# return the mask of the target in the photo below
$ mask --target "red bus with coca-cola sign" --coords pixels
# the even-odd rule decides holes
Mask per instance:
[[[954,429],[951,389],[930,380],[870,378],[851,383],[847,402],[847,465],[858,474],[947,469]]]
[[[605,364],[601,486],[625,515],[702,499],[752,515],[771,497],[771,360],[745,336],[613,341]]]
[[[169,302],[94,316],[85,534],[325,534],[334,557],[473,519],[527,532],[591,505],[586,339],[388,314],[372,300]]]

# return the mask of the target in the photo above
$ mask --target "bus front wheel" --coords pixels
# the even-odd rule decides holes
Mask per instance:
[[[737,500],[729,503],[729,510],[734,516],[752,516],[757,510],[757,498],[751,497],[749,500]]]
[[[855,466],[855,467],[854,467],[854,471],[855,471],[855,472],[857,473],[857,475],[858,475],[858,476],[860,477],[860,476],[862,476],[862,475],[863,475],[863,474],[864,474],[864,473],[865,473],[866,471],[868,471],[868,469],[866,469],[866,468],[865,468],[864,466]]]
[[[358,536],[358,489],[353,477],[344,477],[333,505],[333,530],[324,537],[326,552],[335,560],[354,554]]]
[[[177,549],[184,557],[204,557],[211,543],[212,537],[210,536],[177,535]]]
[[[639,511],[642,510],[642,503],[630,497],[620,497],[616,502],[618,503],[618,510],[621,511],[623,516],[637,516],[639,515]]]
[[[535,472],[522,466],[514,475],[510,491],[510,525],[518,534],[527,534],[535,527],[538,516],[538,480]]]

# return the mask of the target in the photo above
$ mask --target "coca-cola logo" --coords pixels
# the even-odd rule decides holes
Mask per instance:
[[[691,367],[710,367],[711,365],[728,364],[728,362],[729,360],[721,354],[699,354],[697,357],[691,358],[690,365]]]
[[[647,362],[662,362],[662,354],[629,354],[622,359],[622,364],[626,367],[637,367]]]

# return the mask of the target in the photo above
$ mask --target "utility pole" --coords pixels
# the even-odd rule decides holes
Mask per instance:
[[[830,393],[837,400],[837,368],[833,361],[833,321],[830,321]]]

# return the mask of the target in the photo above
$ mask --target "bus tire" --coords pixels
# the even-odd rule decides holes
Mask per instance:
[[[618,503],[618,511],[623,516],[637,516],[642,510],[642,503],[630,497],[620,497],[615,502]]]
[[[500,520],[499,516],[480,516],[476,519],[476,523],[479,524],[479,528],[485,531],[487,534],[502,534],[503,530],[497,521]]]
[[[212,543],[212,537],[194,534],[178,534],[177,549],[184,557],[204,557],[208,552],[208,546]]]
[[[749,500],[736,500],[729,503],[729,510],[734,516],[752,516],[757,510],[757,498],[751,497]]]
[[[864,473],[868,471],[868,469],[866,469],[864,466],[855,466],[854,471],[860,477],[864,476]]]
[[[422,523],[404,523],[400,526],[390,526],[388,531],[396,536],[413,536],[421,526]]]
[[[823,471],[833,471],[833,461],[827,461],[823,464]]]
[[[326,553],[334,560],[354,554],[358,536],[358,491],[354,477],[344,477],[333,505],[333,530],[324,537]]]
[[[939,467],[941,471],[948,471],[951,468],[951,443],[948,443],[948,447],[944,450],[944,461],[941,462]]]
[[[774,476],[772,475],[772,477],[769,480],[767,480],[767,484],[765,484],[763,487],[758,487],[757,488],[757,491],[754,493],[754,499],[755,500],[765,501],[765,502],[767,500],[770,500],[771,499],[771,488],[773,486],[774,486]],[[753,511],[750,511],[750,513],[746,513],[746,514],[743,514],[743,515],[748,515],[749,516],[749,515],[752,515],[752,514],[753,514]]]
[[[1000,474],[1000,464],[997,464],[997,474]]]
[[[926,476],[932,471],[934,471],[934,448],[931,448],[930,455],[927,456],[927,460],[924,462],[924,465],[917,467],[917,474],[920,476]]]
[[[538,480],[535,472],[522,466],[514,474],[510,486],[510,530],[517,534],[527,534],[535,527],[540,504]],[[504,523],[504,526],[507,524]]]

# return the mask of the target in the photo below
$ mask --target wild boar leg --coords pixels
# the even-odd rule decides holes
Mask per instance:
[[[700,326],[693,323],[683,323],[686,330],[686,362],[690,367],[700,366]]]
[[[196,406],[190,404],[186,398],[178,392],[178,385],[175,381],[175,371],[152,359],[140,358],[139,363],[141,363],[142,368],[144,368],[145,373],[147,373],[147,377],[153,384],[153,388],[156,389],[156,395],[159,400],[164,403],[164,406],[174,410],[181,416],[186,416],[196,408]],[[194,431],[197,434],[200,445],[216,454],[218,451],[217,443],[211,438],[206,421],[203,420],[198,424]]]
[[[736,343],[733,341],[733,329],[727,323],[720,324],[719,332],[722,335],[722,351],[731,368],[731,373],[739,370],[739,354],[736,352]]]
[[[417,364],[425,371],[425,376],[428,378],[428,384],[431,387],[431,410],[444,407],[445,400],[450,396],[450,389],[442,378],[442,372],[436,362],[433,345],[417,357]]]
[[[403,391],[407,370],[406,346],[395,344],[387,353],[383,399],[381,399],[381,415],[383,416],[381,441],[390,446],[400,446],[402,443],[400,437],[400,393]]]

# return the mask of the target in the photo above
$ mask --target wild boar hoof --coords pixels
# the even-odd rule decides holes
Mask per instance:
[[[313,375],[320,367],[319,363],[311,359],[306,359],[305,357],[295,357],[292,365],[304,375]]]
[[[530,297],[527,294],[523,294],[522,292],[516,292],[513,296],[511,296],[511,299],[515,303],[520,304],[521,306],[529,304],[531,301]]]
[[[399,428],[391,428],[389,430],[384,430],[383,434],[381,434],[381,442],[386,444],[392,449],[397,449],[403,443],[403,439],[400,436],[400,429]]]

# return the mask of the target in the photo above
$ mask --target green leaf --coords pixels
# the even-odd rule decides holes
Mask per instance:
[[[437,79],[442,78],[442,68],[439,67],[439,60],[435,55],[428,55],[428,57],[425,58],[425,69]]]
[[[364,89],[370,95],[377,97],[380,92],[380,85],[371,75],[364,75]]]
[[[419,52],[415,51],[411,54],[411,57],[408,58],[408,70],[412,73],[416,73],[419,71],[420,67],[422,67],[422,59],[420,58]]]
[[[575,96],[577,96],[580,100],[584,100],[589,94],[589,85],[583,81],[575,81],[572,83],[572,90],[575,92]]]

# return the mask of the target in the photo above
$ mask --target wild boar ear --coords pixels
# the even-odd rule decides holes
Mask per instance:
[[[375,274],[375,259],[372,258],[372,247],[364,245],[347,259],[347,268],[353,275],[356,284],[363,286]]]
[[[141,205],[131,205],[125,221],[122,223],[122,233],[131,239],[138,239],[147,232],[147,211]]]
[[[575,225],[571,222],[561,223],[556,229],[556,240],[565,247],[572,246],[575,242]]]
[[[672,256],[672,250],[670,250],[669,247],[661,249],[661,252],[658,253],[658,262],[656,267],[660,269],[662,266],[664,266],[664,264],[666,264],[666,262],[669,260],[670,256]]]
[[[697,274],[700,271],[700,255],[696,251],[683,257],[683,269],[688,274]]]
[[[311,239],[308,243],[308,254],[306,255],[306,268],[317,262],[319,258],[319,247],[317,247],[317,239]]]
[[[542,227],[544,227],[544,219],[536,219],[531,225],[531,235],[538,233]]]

══════════

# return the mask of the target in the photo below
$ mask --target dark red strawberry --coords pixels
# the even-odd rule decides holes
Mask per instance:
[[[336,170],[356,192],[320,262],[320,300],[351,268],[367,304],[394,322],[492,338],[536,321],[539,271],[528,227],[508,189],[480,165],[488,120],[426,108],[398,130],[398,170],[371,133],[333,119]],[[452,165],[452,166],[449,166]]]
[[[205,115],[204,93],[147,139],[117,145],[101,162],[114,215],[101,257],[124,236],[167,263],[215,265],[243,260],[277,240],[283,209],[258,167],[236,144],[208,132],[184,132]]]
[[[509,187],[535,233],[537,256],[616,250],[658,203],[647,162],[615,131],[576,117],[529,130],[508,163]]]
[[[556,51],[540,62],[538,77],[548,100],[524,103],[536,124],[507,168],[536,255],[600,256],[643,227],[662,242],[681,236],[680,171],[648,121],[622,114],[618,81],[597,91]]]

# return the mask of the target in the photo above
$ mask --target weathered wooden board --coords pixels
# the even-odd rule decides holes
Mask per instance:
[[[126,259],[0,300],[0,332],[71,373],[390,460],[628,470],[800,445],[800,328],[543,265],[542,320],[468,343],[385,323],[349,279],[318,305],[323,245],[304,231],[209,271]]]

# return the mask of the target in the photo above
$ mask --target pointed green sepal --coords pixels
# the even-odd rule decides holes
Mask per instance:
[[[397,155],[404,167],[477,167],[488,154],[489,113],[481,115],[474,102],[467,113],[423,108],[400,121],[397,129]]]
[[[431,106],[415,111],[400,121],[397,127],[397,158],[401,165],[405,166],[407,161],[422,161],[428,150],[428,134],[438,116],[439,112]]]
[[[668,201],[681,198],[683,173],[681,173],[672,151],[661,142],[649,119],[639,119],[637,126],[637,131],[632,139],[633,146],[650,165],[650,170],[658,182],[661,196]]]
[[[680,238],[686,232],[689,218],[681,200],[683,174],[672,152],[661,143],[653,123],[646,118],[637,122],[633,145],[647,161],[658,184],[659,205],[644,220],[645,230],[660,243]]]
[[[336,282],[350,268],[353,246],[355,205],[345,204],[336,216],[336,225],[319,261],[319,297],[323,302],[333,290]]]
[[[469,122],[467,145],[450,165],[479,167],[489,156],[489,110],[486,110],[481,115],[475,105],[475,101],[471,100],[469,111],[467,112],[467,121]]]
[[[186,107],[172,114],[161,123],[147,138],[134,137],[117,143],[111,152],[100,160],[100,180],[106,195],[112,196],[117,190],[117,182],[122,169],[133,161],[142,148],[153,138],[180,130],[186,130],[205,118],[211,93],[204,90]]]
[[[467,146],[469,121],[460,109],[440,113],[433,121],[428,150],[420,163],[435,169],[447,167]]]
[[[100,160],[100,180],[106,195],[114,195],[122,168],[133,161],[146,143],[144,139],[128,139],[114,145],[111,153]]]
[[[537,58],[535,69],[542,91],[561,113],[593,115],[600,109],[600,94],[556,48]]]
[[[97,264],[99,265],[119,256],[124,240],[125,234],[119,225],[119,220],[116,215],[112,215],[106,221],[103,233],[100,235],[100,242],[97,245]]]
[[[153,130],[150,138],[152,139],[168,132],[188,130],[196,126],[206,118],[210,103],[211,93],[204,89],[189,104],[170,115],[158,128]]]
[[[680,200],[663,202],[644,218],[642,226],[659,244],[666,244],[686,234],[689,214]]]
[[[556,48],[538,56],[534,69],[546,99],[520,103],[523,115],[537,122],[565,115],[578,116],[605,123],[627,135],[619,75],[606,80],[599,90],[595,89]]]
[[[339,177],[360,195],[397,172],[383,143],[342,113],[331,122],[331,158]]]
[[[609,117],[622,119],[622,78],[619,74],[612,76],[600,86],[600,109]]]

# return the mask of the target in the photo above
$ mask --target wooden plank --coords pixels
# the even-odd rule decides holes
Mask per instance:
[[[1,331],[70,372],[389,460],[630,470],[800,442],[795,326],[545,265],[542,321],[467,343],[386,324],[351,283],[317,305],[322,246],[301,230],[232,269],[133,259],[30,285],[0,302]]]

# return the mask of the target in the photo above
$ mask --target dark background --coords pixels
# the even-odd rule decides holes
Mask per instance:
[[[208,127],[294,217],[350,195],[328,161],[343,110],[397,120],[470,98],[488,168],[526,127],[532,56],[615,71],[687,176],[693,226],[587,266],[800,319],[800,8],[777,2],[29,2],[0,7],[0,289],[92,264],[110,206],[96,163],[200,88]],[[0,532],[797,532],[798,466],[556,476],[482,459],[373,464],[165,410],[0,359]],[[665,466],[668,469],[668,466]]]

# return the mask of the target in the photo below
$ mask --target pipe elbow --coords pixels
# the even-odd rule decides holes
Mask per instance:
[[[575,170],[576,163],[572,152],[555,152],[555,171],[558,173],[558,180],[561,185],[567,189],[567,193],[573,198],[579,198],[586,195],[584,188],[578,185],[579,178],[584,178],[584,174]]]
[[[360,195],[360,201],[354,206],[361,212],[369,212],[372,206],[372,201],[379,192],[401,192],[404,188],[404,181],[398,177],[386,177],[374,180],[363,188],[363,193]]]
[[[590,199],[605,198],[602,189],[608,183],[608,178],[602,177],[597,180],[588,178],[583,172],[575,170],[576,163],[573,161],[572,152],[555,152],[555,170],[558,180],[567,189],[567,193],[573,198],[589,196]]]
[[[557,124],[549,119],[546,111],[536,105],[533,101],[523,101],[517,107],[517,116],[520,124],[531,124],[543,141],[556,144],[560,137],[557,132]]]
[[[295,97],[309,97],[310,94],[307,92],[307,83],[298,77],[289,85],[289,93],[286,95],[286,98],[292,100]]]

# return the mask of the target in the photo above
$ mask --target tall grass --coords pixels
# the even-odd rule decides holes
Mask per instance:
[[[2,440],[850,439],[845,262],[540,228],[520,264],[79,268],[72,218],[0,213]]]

══════════

### What is expected
Give only a number, the count of lines above that include the string "cola".

### Finished exercise
2